→ Stated task
Revise the records below by replacing "with one marker" with "with a single marker" everywhere it occurs, keeping every other line as it is. Give the revised records without the pictures.
===
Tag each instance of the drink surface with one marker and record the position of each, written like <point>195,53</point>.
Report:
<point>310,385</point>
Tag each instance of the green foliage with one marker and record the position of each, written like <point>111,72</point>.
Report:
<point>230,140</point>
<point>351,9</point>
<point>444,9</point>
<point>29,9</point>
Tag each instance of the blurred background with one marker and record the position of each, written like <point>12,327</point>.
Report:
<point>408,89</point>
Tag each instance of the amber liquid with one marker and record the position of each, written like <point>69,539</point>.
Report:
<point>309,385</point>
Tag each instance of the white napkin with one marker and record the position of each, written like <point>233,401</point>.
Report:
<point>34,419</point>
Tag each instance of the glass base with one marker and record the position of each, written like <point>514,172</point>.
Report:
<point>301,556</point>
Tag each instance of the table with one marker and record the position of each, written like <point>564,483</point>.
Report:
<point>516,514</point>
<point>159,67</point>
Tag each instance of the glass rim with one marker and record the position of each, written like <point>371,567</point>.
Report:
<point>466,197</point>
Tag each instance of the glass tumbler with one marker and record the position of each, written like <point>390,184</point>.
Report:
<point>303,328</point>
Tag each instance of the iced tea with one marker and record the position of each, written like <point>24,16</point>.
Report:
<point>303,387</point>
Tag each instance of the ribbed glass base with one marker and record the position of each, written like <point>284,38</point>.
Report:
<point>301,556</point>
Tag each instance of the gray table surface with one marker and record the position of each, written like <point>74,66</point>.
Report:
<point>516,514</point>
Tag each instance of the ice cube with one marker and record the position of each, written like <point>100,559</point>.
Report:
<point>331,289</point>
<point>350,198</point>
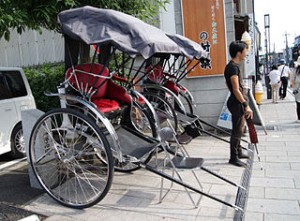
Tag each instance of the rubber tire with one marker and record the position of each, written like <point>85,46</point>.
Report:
<point>107,149</point>
<point>15,153</point>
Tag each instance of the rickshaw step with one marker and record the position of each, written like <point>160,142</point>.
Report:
<point>181,162</point>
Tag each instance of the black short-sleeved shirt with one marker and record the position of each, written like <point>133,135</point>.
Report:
<point>232,69</point>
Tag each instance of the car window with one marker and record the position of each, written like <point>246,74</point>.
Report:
<point>4,91</point>
<point>15,83</point>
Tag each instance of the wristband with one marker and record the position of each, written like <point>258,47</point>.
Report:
<point>245,104</point>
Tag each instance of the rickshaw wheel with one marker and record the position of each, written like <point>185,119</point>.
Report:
<point>67,150</point>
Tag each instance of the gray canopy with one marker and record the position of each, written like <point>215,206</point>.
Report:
<point>125,32</point>
<point>189,47</point>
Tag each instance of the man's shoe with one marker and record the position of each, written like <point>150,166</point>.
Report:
<point>243,154</point>
<point>237,162</point>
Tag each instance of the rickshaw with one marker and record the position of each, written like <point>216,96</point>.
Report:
<point>75,149</point>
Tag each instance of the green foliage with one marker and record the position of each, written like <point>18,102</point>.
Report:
<point>35,14</point>
<point>42,79</point>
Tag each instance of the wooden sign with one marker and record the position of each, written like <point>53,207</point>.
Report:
<point>204,22</point>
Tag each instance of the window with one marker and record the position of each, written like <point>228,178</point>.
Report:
<point>13,84</point>
<point>4,92</point>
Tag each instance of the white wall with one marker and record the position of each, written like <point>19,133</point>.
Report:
<point>31,48</point>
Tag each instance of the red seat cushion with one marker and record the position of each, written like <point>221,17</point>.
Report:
<point>106,105</point>
<point>118,93</point>
<point>155,74</point>
<point>84,82</point>
<point>172,86</point>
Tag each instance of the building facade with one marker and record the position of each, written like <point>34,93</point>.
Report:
<point>210,92</point>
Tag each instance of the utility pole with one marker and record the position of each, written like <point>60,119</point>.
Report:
<point>287,54</point>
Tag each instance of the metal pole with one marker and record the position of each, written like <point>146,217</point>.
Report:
<point>267,44</point>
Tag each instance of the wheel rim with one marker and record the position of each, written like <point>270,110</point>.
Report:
<point>20,142</point>
<point>68,160</point>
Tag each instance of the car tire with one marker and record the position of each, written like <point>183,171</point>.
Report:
<point>17,142</point>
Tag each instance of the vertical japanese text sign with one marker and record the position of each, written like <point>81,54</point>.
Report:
<point>204,23</point>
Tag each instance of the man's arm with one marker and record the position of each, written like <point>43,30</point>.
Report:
<point>239,96</point>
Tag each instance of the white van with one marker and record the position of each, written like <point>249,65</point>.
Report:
<point>15,96</point>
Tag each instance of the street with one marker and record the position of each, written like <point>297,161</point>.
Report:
<point>15,189</point>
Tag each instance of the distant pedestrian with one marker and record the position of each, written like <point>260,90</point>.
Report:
<point>295,85</point>
<point>275,82</point>
<point>237,103</point>
<point>284,73</point>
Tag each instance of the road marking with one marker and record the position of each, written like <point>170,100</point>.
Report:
<point>11,163</point>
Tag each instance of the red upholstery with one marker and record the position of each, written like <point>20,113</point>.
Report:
<point>117,93</point>
<point>172,86</point>
<point>106,105</point>
<point>108,96</point>
<point>87,81</point>
<point>155,74</point>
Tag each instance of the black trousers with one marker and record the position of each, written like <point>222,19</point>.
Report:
<point>283,88</point>
<point>298,110</point>
<point>238,122</point>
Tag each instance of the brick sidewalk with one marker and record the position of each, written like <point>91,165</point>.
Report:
<point>274,191</point>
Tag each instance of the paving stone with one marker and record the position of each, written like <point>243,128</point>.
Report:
<point>256,192</point>
<point>273,206</point>
<point>250,216</point>
<point>278,217</point>
<point>282,193</point>
<point>282,173</point>
<point>272,182</point>
<point>295,166</point>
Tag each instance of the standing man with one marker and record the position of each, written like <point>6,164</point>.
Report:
===
→ Result
Tag each instance of the drink surface with a single marker and record the position of each, written like <point>195,53</point>.
Report:
<point>310,385</point>
Tag each instance of the green foliage with a single marker and record the position of each, written like <point>111,72</point>.
Report:
<point>230,140</point>
<point>351,9</point>
<point>444,9</point>
<point>29,9</point>
Tag each instance of the blurred background with a single marker and record the position of each, written like <point>12,327</point>.
Report:
<point>408,89</point>
Tag each instance of the amber liquid with a single marker and record the position of each, written like <point>69,539</point>.
Report:
<point>309,385</point>
Tag each instance of the white napkin with a single marker and record the position of each, written like <point>233,401</point>.
Report:
<point>34,419</point>
Tag each instance of the glass base with a single marker and record the position of each, written like <point>514,172</point>.
Report:
<point>301,556</point>
Tag each instance of the table with a single marker and record the position of each, written like <point>564,483</point>.
Report:
<point>516,514</point>
<point>159,67</point>
Tag each instance of the glass rim with a single marker and record the position of each, written like <point>371,567</point>.
Report:
<point>466,197</point>
Tag each instance of the glass tumbler with a single marker and record the position of each, written like <point>390,184</point>.
Report:
<point>303,328</point>
Tag each instance of the iced tea with a single marker and record the position of each, written like <point>24,16</point>.
Report:
<point>303,387</point>
Tag each instance of the ribbed glass base with a single marker and record the position of each, written like <point>284,38</point>.
Report:
<point>301,556</point>
Tag each instance of the gray table surface with a single marker and record the position of each, written like <point>74,66</point>.
Report:
<point>516,514</point>
Tag each instance of the ice cube with a single marker and record the position of each, written like <point>100,559</point>.
Report:
<point>331,289</point>
<point>350,198</point>
Tag each instance of the rubber tire with a single marker and record the position of each, written like <point>85,46</point>.
Report:
<point>107,149</point>
<point>15,153</point>
Tag each instance of the rickshaw step with a single marker and record the position of each, written like <point>160,142</point>.
Report:
<point>181,162</point>
Tag each instance of the black short-sleeved shirt with a single marker and record the position of each, written like <point>133,135</point>.
Report:
<point>232,69</point>
Tag each instance of the car window with a single marker and record the position of each, written like <point>246,74</point>.
Report:
<point>4,91</point>
<point>15,83</point>
Tag each instance of the wristband with a single marker and record the position of each, written like <point>258,47</point>.
Report:
<point>245,104</point>
Tag each instance of the rickshaw wheel with a single marker and record the position of each, written like <point>185,119</point>.
Report:
<point>67,150</point>
Tag each instance of the gray canopy with a single marker and record the position of each, written like <point>215,206</point>.
Report:
<point>125,32</point>
<point>189,47</point>
Tag each instance of the man's shoe with a single marker and record the position of each, written like <point>150,166</point>.
Report:
<point>243,154</point>
<point>237,162</point>
Tag each instance of the rickshaw with a single marker and record the position of each, written like <point>216,96</point>.
Report:
<point>75,149</point>
Tag each instance of the green foliage with a single marker and record the position of each, written like <point>18,102</point>.
Report:
<point>35,14</point>
<point>42,79</point>
Tag each instance of the wooden sign with a single marker and record the position of each, written like <point>53,207</point>.
Report:
<point>204,22</point>
Tag each instance of the window with a single marker and record the position of each, written like <point>228,178</point>.
Report:
<point>13,84</point>
<point>4,92</point>
Tag each instance of the white wall with a single marker and record the position of each, written like <point>19,133</point>.
Report:
<point>31,48</point>
Tag each instance of the red seat cushion with a single marker and record the position of each, written like <point>221,17</point>.
Report:
<point>106,105</point>
<point>118,93</point>
<point>155,74</point>
<point>84,82</point>
<point>172,86</point>
Tag each instance of the building facade with a single marker and record the position of each, written like <point>34,93</point>.
Report:
<point>210,92</point>
Tag each instance of the utility pole with a single marker and record the position of each, written like <point>60,119</point>.
Report:
<point>287,54</point>
Tag each instance of the metal pole with a single marker and record the position of each, written like <point>146,217</point>.
Report:
<point>267,44</point>
Tag each instance of the wheel rim with a single marker and record the position of each, written like <point>270,110</point>.
Report:
<point>20,142</point>
<point>68,160</point>
Tag each instance of the car tire with a single marker and record the position of each, written like <point>183,171</point>.
Report:
<point>17,142</point>
Tag each instance of the vertical japanese text sign with a single marker and record the position of each, written like <point>81,54</point>.
Report:
<point>204,23</point>
Tag each instance of the man's arm with a single marker and record the position of each, written like <point>43,30</point>.
Report:
<point>239,96</point>
Tag each instance of the white van with a single marker and record the position of each, written like <point>249,65</point>.
Report:
<point>15,96</point>
Tag each instance of the street with a single marker and record the position of each, written like <point>297,161</point>.
Report:
<point>15,189</point>
Tag each instance of the distant pedestrian with a single marker and record the position of each, written like <point>260,90</point>.
Report:
<point>295,85</point>
<point>275,82</point>
<point>237,103</point>
<point>284,73</point>
Tag each instance of the road marking with a single marker and record the position of each, written like <point>170,100</point>.
Report:
<point>11,163</point>
Tag each instance of the red upholstery with a single marker and record the position of each, written like <point>20,113</point>.
Report:
<point>117,93</point>
<point>172,86</point>
<point>106,105</point>
<point>108,96</point>
<point>87,81</point>
<point>155,74</point>
Tag each instance of the black trousers with a single marker and record the position of each, written like <point>222,19</point>.
Report:
<point>283,88</point>
<point>298,110</point>
<point>238,122</point>
Tag each instance of the brick sidewalk with a single marker and record the position of each, written like <point>91,165</point>.
Report:
<point>274,191</point>
Tag each instance of the paving stone with a single marker and record the position of each, written like <point>243,128</point>.
Report:
<point>256,192</point>
<point>273,206</point>
<point>250,216</point>
<point>278,217</point>
<point>282,193</point>
<point>282,173</point>
<point>272,182</point>
<point>295,166</point>
Tag each instance of the standing man with a single marker and record the position of each, written like <point>6,164</point>.
Report:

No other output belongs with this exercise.